►

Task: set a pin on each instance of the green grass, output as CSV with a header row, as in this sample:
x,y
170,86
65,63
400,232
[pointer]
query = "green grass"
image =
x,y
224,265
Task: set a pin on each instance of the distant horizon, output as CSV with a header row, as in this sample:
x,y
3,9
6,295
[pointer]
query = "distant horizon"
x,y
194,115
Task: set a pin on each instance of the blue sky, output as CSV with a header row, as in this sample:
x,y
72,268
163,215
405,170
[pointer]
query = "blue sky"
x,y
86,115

◄

**WHAT TO DO:** The material should be transcribed in full, character for character.

**OUTPUT:**
Task: set a pin on each instance of the green grass, output as CSV with a header row, as in this sample:
x,y
170,86
65,63
400,232
[pointer]
query = "green grass"
image =
x,y
224,265
Task: set a pin on each instance of the distant horizon, output as CSV with a header row, as in this sample:
x,y
3,9
6,295
[pointer]
query = "distant horizon"
x,y
194,115
Task: set a pin on each instance of the blue sky, output as CSV with a header row, as in this sample:
x,y
72,268
163,215
405,170
[pointer]
query = "blue sky"
x,y
86,115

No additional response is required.